INSTRUCTIONS FOR THE TASK: Take the listing that follows and copy it precisely.

MATERIAL FOR THIS EXERCISE:

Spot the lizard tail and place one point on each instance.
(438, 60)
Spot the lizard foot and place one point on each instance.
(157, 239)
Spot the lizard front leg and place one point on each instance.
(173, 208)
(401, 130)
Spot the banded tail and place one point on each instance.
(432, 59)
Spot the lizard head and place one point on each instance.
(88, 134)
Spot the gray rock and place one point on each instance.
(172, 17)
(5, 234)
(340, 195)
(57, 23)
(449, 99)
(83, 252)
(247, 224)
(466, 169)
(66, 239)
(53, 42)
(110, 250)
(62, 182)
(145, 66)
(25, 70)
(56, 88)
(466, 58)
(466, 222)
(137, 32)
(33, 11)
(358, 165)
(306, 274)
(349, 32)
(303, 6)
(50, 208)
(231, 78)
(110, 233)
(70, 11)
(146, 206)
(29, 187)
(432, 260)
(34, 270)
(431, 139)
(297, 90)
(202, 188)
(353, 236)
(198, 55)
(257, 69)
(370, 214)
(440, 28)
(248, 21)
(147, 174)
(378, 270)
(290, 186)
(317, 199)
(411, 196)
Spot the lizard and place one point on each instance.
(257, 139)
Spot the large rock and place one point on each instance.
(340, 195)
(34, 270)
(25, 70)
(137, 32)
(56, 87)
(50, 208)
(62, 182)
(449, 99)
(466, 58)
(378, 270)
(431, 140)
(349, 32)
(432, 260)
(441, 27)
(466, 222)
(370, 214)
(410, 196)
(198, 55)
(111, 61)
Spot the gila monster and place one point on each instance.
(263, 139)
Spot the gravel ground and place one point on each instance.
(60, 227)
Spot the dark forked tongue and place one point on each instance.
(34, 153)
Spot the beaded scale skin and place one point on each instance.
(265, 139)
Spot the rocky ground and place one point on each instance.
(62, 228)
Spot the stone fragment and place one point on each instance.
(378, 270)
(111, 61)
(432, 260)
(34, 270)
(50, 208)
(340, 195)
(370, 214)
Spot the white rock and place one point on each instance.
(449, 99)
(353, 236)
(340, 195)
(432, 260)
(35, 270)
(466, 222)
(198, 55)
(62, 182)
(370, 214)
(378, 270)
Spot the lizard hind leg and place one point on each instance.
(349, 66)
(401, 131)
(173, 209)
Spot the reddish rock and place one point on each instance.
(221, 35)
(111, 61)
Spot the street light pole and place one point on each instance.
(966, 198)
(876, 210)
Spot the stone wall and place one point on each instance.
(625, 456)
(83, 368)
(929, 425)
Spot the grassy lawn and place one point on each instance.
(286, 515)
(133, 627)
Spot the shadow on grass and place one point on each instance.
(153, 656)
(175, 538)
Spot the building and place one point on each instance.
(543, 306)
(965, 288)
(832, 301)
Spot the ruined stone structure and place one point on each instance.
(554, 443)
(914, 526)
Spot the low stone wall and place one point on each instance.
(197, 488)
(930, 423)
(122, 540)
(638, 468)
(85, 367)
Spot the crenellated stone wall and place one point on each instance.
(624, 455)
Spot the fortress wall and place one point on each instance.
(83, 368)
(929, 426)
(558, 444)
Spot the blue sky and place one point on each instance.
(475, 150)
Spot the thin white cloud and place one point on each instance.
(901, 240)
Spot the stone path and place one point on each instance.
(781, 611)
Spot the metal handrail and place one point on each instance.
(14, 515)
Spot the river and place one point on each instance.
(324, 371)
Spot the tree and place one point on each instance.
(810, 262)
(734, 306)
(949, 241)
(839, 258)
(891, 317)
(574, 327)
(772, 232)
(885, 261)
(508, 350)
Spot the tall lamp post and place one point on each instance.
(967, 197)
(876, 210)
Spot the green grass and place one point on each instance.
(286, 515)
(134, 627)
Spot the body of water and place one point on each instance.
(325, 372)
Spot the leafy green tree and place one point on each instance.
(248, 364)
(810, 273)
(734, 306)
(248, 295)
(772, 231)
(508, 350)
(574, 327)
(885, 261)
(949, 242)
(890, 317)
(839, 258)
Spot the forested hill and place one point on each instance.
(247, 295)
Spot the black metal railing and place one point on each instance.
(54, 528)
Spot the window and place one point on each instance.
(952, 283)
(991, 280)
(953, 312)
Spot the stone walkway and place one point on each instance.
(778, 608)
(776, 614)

YOUR SOLUTION:
Spot the lizard tail and place one point on each instance.
(438, 60)
Spot the lizard foot and place one point on each instance.
(157, 239)
Spot the lizard front leg and place one point on each instance.
(173, 208)
(401, 130)
Spot the banded tail and place one point on each instance.
(432, 59)
Spot the lizard head and place one point on each instance.
(88, 134)
Spot the gray rock and place one point on each instance.
(172, 17)
(5, 234)
(340, 195)
(57, 23)
(449, 99)
(83, 252)
(247, 224)
(466, 169)
(66, 239)
(53, 42)
(110, 250)
(62, 182)
(145, 66)
(25, 70)
(56, 88)
(466, 58)
(466, 222)
(137, 32)
(33, 11)
(358, 165)
(306, 274)
(349, 32)
(303, 6)
(50, 208)
(231, 78)
(110, 233)
(70, 11)
(146, 206)
(29, 187)
(432, 260)
(34, 270)
(431, 139)
(297, 90)
(202, 188)
(353, 236)
(198, 55)
(257, 69)
(370, 214)
(440, 28)
(248, 21)
(147, 174)
(378, 270)
(290, 186)
(317, 199)
(411, 196)
Spot the lizard and place one point on each instance.
(257, 139)
Spot the large rock and place one point on each instance.
(340, 195)
(34, 270)
(25, 70)
(137, 32)
(56, 87)
(50, 208)
(62, 182)
(449, 99)
(466, 58)
(378, 270)
(431, 140)
(349, 32)
(432, 260)
(441, 27)
(466, 222)
(370, 214)
(410, 196)
(198, 55)
(111, 61)
Spot the gila monster and place one point on each instance.
(263, 139)
Spot the gravel ground and place one point on each instance.
(60, 227)
Spot the dark forked tongue and place one point on each instance.
(34, 153)
Spot the beaded scale skin and place one point on each instance.
(265, 139)
Spot the rocky ground and place one point on each instance.
(62, 228)
Spot the stone fragment and place one point on each instance.
(378, 270)
(111, 61)
(432, 260)
(34, 270)
(50, 208)
(340, 195)
(370, 214)
Spot the white rock and place one point on each instance.
(449, 99)
(353, 236)
(340, 195)
(432, 260)
(35, 270)
(466, 222)
(198, 55)
(62, 182)
(370, 214)
(378, 270)
Spot the lizard hind leg and place one point on each instance.
(349, 66)
(401, 131)
(173, 209)
Spot the reddish rock and place one point on each instance.
(221, 35)
(111, 61)
Spot the street light pole and place one point on each instance.
(966, 198)
(876, 210)
Spot the stone wall and place one point on each instance.
(625, 456)
(83, 368)
(929, 425)
Spot the grassy lawn and place one point on each instance.
(286, 515)
(133, 627)
Spot the shadow on grass and place one point on each instance.
(153, 656)
(175, 538)
Spot the building and place one point on each instance.
(543, 306)
(965, 288)
(832, 301)
Spot the ruined stone structure and place one point on each instance.
(554, 443)
(914, 526)
Spot the low stone wall and place one point on each instance.
(197, 488)
(930, 423)
(122, 540)
(638, 468)
(85, 367)
Spot the crenellated stone wall and place one point on each instance.
(624, 455)
Spot the fortress wall and place one point on each instance.
(83, 368)
(929, 426)
(558, 444)
Spot the blue sky and place one point on each instance.
(475, 150)
Spot the thin white cloud and place one point on each instance.
(901, 240)
Spot the stone path and place one point on each instance.
(781, 611)
Spot the metal handrail and place one point on each instance.
(14, 515)
Spot the river and place one point on each instance.
(324, 371)
Spot the tree and place one point on each instance.
(810, 262)
(734, 306)
(949, 241)
(839, 258)
(891, 317)
(574, 327)
(772, 232)
(885, 261)
(508, 350)
Spot the tall lamp post and place one point on each instance.
(967, 197)
(876, 210)
Spot the green grass and place one point on each instance.
(286, 515)
(134, 627)
Spot the body of water and place one point on each instance.
(325, 372)
Spot the leafy green tree and place one point on each instance.
(248, 364)
(810, 273)
(734, 306)
(248, 295)
(772, 231)
(508, 350)
(574, 327)
(885, 261)
(949, 242)
(890, 317)
(839, 258)
Spot the forested hill and place one point on each instance.
(247, 295)
Spot the black metal railing and place one point on each instance.
(54, 528)
Spot the window and place one point on each instance.
(952, 283)
(991, 280)
(953, 312)
Spot the stone walkway and place one point on each instance.
(778, 608)
(776, 614)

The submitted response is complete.